The move aligns Louisiana with its neighbor Texas in having 365-day seasons in state waters. Louisiana will continue its two-fish-per day limit, while Texas allows a four-per- day take. Florida has elected to not comply with federal regulations in state waters as well, citing similar frustration and distrust of federal management.

It was clear the 17-member Gulf council was running in fear of an early April ruling by a Washington, D.C., district court that told the National Marine Fisheries Service and the Gulf Council that its recreational red snapper management schemes allowed recreationals to exceed their sector’s quota during five of the six years between 2007 and 2012.

A group of commercial fishermen brought the lawsuit and used NMFS data to show the recreational overages, numbers some on the recreational side believe are drawn from the upper end of a built-in “fudge factor” in the federal formula. Numbers on the factor’s low side show recreationals are within, or very close to, their sector’s annual quota.

Louisiana’s reaction came after NOAA Southeast Region Administrator Roy Crabtree announced a 40-day recreational red snapper season late last year, a welcomed addition of nearly two weeks from 2013’s 27-day season.

Last year’s season came after Crabtree, (who has a Gulf Council vote) was forced to recommend a Gulf-wide 27-day season after he issued a directive for respective nine-day and 14-day seasons in federal waters off the Louisiana and Texas coasts. A Texas-based federal judge ruled the directive was punitive towards individual states, which is prohibited by federal fisheries-management law, and forced a more equitable number of season days across the five Gulf states last season.

» **Exercise task**: Please resume the red snapper season article above, picking up right after its last sentence.

» **Available data**:
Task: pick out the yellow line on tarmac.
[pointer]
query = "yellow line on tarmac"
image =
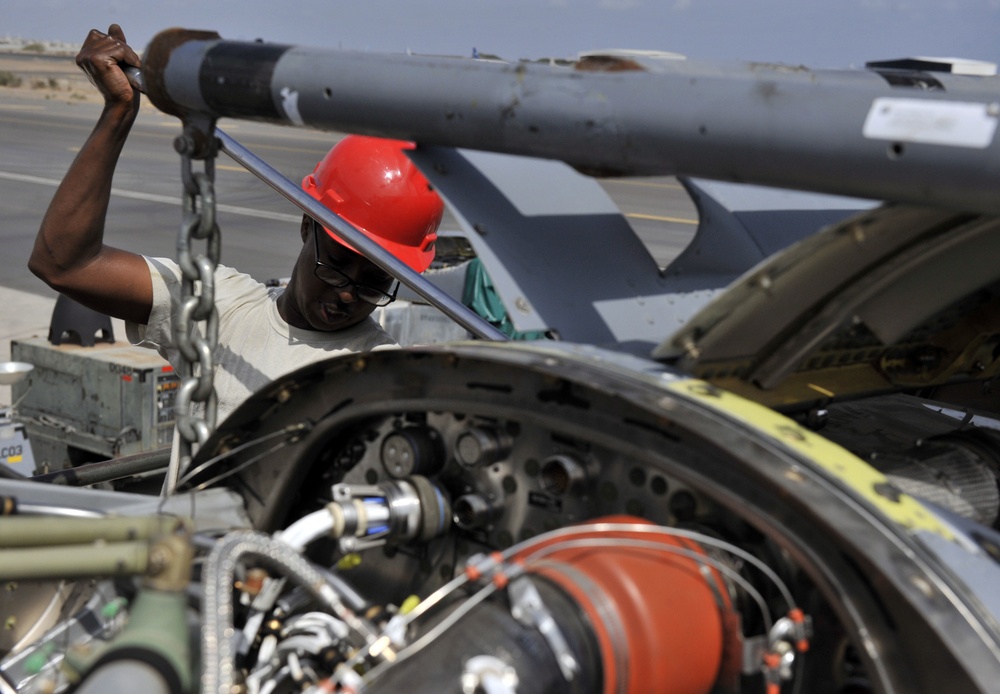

» **Result for this exercise**:
Presumably, and only if 2014’s 11 days follows precedent, this year’s season will begin at 12:01 a.m. June 1 and run through 12:01 a.m. June 12.

A more complete picture of what ultimately happened began last Tuesday when the council’s Reef Fish Committee debated 14-day, five-day and no season. That’s right: NO DAYS for 2014 despite recent stock assessments showing the largest ever stock of red snapper recorded in the Gulf of Mexico.

That’s when the recreational fishing world got a primer on “buffers,” especially a 20-percent buffer, an addition to the formula to restrict a season to try to ensure red snapper harvest comes as close as the federal managers can estimate in keeping the recreational take under its current quota.

A 14-day season with a 20-percent buffer is an 11-day season when the buffer removes its 20 percent, or 2.8 days.

Another suggestion last week was for an eight-day season with a 30-percent buffer, but that proposal had so little traction it slid by with minimal debate.

The short explanation of it all is that the Gulf council will forward its decision to NMFS showing the council’s willingness to make sure recreational fishermen stay under their 5.39 million-pound allowable catch (49 percent of an 11-million-pound quota for 2014). Plugged into the formula, the 20-percent buffer produces a 4.312-million-pound “annual catch target” when the daily creel limit is two-per-angler per day.

There was more, much more, and without sharing the fatigue of listening to nearly 20 hours of the back-and-forth of the council meeting in Baton Rouge, here are other items of interest:

–The Gulf Council approved an exempted fishing permit for Alabama’s near 100-vessel charter boat fleet.

The proposal came from Alabama charter boat operators who want to extract what was outlined as an 8-percent total catch by charter operators from Alabama’s historic recreational red snapper catch. That 8 percent would be doled out to charter operators with a 10-per-day take for “six-pack” charters and 20 per day for larger charter boats, effectively making charter boat operators, who are taking recreational anglers fishing, exempt from following the same rules and regulations private recreational anglers have to follow. Six-pack boats are those vessels on which the captain is only licensed to take six customers.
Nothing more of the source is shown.